• [Written instruction 1]:
Do the following statements agree with the forum thread on Kroger and Nuro? Answer each with yes or no and quote the deciding words of the thread exactly.
(a) Nuro was founded in 2016 by Google engineers.
(b) Nuro already has special refrigerated cars.
(c) Kroger picked Nuro without considering any other AV startups.

• [Text extract]:
◇ ◇ ◇ ◇

# Kroger partners with Nuro for SDC food delivery.



## goneubering (Aug 17, 2017)

https://www.cnbc.com/2018/06/27/kroger-to-soon-begin-driverless-grocery-delivery.html

Kroger to bring driverless cars to grocery delivery

Kroger is partnering with autonomous car company Nuro to introduce driverless cars to its grocery delivery.

Kroger has made a number of investments toward expanding its digital and online delivery business.

"Last mile delivery" is one of the hardest feats in the delivery of fresh food.

Nuro, founded in 2016 by Google engineers, is an autonomous car company built explicitly for the business of transporting goods. That means its cars are slimmer and designed differently than ones meant to carry people. Nuro does not yet have special refrigerated cars, but is working on a new iteration of vehicles with such technology.


----------



## jocker12 (May 11, 2017)

The best version of this story is at https://www.theverge.com/2018/6/28/17509856/kroger-nuro-self-driving-car-delivery-partnership

Check this out
"Kroger vetted a number of different AV startups before settling on Nuro. "We wanted a team that could demonstrate an ability to innovate reliable technology," Cosset told The Verge. "Quite candidly, no one has really cracked the code yet."

◇ ◇ ◇ ◇

• [Provided data]:
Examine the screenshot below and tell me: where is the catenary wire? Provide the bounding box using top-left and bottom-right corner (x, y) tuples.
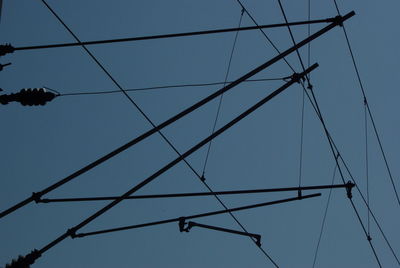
(333, 0), (400, 206)
(201, 9), (244, 178)
(13, 18), (335, 51)
(41, 0), (278, 267)
(57, 76), (290, 97)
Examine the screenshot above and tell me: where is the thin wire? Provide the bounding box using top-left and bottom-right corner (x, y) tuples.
(59, 76), (290, 97)
(333, 0), (400, 206)
(312, 160), (337, 268)
(301, 83), (382, 267)
(236, 0), (296, 72)
(201, 9), (244, 178)
(364, 101), (370, 235)
(41, 0), (278, 267)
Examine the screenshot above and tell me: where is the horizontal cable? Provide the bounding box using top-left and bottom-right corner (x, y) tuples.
(74, 193), (321, 237)
(14, 18), (336, 50)
(58, 76), (290, 97)
(38, 183), (354, 203)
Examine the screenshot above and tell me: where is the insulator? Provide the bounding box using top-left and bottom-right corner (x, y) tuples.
(0, 44), (15, 56)
(16, 88), (56, 106)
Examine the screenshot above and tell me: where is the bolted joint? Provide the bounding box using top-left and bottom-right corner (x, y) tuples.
(346, 181), (355, 199)
(67, 227), (78, 239)
(0, 44), (15, 56)
(5, 249), (42, 268)
(333, 15), (343, 27)
(31, 192), (43, 204)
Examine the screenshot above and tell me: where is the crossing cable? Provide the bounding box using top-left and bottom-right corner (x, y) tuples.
(72, 193), (321, 238)
(302, 83), (382, 267)
(201, 9), (244, 178)
(35, 0), (278, 267)
(278, 0), (310, 195)
(303, 78), (400, 266)
(0, 18), (335, 55)
(38, 182), (355, 203)
(333, 0), (400, 206)
(312, 158), (339, 268)
(11, 64), (318, 266)
(58, 76), (290, 97)
(364, 101), (370, 235)
(272, 0), (382, 267)
(0, 11), (355, 218)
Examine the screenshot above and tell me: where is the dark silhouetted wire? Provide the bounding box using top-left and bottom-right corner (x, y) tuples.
(58, 76), (290, 97)
(333, 0), (400, 206)
(201, 9), (244, 178)
(38, 183), (348, 203)
(312, 160), (337, 268)
(74, 193), (321, 237)
(13, 18), (335, 51)
(364, 101), (370, 235)
(33, 64), (318, 260)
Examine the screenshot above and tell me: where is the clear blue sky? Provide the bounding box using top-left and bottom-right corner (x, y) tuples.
(0, 0), (400, 268)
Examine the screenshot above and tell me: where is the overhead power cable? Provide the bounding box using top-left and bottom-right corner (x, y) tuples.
(201, 9), (244, 178)
(58, 76), (290, 97)
(0, 11), (355, 218)
(73, 193), (321, 238)
(333, 0), (400, 206)
(8, 64), (318, 268)
(38, 182), (354, 203)
(0, 18), (336, 56)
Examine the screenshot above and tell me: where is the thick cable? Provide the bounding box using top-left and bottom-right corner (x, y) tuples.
(333, 0), (400, 206)
(36, 0), (278, 267)
(12, 18), (335, 51)
(58, 76), (290, 97)
(201, 9), (244, 178)
(312, 159), (337, 268)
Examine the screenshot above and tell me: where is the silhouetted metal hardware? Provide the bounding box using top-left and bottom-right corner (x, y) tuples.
(346, 181), (355, 199)
(38, 183), (354, 203)
(5, 249), (40, 268)
(0, 62), (11, 72)
(0, 88), (57, 106)
(74, 193), (321, 238)
(179, 218), (261, 247)
(0, 44), (15, 56)
(0, 17), (342, 55)
(0, 11), (355, 221)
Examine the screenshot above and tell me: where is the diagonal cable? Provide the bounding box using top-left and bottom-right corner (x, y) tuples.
(41, 0), (278, 267)
(202, 9), (244, 177)
(333, 0), (400, 206)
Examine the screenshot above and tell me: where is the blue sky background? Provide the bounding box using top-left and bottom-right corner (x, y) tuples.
(0, 0), (400, 267)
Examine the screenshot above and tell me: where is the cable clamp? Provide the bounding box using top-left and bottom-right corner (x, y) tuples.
(178, 217), (191, 232)
(0, 44), (15, 56)
(0, 62), (11, 72)
(32, 192), (43, 204)
(334, 15), (343, 27)
(67, 227), (78, 239)
(346, 181), (355, 199)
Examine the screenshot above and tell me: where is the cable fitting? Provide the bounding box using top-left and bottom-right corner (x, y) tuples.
(32, 192), (43, 204)
(0, 62), (11, 72)
(346, 181), (355, 199)
(0, 44), (15, 56)
(67, 227), (77, 239)
(5, 249), (42, 268)
(334, 15), (343, 27)
(0, 88), (57, 106)
(178, 217), (190, 232)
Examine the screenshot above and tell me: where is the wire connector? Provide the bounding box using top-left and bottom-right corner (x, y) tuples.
(5, 249), (42, 268)
(0, 62), (11, 72)
(0, 44), (15, 56)
(346, 181), (355, 199)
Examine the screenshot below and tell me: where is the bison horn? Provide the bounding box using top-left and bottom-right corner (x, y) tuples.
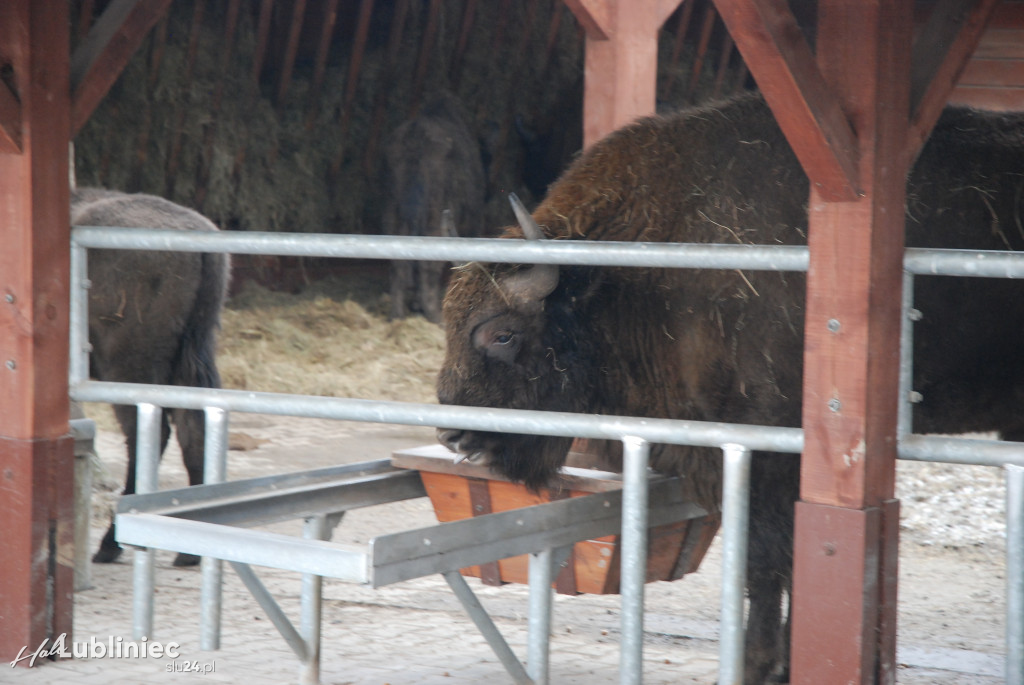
(441, 209), (459, 238)
(503, 192), (558, 301)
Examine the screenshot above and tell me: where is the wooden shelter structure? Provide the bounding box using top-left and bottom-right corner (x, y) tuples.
(0, 0), (1020, 683)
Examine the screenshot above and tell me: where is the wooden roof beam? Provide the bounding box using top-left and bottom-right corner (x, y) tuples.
(565, 0), (681, 147)
(715, 0), (860, 201)
(71, 0), (171, 138)
(0, 2), (26, 155)
(906, 0), (998, 163)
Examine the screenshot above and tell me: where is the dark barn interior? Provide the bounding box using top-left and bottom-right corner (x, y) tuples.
(0, 0), (1024, 683)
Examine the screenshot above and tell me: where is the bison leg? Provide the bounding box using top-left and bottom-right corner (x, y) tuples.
(92, 404), (171, 564)
(172, 410), (206, 566)
(743, 455), (800, 685)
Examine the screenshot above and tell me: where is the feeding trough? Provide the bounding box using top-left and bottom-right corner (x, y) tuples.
(391, 445), (720, 595)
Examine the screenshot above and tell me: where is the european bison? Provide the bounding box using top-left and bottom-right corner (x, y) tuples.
(71, 188), (228, 565)
(437, 96), (1024, 683)
(383, 92), (485, 323)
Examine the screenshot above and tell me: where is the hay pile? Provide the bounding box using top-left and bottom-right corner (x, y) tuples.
(217, 277), (444, 402)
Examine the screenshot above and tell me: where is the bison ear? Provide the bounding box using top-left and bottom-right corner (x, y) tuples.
(441, 209), (459, 238)
(502, 192), (558, 302)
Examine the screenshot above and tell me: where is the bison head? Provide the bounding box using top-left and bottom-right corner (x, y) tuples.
(437, 196), (595, 487)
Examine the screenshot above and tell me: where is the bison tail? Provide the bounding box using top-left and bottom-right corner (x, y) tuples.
(171, 253), (229, 388)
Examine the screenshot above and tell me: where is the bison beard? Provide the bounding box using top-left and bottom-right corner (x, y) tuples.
(71, 188), (228, 566)
(437, 96), (1024, 683)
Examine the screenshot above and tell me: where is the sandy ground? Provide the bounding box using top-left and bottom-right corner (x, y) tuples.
(68, 415), (1006, 685)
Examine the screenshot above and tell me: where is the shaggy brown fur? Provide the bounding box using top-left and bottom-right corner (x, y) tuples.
(438, 96), (1024, 683)
(384, 91), (485, 323)
(71, 188), (228, 565)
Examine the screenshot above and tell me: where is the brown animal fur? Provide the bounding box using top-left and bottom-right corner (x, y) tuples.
(71, 188), (228, 565)
(438, 96), (1024, 683)
(383, 91), (484, 323)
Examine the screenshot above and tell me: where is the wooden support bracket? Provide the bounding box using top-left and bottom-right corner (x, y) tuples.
(715, 0), (860, 202)
(905, 0), (999, 163)
(0, 82), (22, 155)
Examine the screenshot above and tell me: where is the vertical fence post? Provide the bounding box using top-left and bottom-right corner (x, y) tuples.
(68, 241), (92, 385)
(718, 443), (751, 685)
(526, 547), (554, 685)
(896, 271), (921, 438)
(618, 436), (650, 685)
(199, 406), (228, 650)
(132, 402), (163, 641)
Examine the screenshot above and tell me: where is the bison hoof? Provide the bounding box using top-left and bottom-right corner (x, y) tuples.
(92, 547), (123, 564)
(173, 552), (200, 566)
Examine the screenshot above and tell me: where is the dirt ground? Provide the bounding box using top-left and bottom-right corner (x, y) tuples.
(70, 284), (1006, 685)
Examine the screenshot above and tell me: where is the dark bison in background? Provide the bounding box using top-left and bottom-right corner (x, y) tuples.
(437, 96), (1024, 683)
(383, 92), (485, 323)
(71, 188), (228, 565)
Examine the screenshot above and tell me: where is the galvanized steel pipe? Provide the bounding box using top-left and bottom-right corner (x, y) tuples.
(132, 402), (163, 641)
(718, 444), (751, 685)
(618, 435), (650, 685)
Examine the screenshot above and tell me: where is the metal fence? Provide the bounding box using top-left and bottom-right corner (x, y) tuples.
(70, 226), (1024, 685)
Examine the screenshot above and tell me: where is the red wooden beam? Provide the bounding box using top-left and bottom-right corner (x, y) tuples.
(565, 0), (680, 146)
(71, 0), (171, 137)
(0, 82), (22, 154)
(778, 0), (913, 685)
(906, 0), (998, 159)
(0, 0), (74, 668)
(715, 0), (860, 201)
(0, 3), (28, 154)
(278, 0), (306, 109)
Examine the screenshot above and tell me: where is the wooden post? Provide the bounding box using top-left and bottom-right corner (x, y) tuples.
(565, 0), (681, 147)
(792, 0), (912, 685)
(0, 0), (75, 666)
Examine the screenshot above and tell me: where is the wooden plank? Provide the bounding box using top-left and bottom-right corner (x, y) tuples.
(0, 82), (22, 155)
(565, 0), (680, 147)
(715, 0), (861, 201)
(905, 0), (998, 160)
(0, 2), (28, 155)
(0, 0), (74, 668)
(791, 0), (913, 685)
(71, 0), (171, 137)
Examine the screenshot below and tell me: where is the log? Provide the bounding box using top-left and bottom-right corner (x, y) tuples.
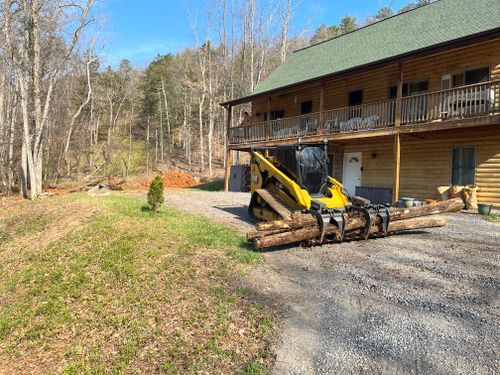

◇ ◇ ◇ ◇

• [Written instruction 2]: Turn the records, everything from their first line down to and including the line that contains "(57, 76), (290, 97)", into a Markdown table with the columns Row and Line, one row per line. Skip blank lines and leave the pictures out.

• [Problem solution 1]:
(a) Yes: "Nuro, founded in 2016 by Google engineers"
(b) No: "Nuro does not yet have special refrigerated cars"
(c) No: "Kroger vetted a number of different AV startups before settling on Nuro."

• [Problem solution 2]:
| Row | Line |
|---|---|
| 1 | Examine the screenshot below and tell me: where is the catenary wire? Provide the bounding box using top-left and bottom-right corner (x, y) tuples. |
| 2 | (333, 0), (400, 206) |
| 3 | (201, 9), (244, 178) |
| 4 | (13, 18), (335, 51) |
| 5 | (41, 0), (278, 267) |
| 6 | (57, 76), (290, 97) |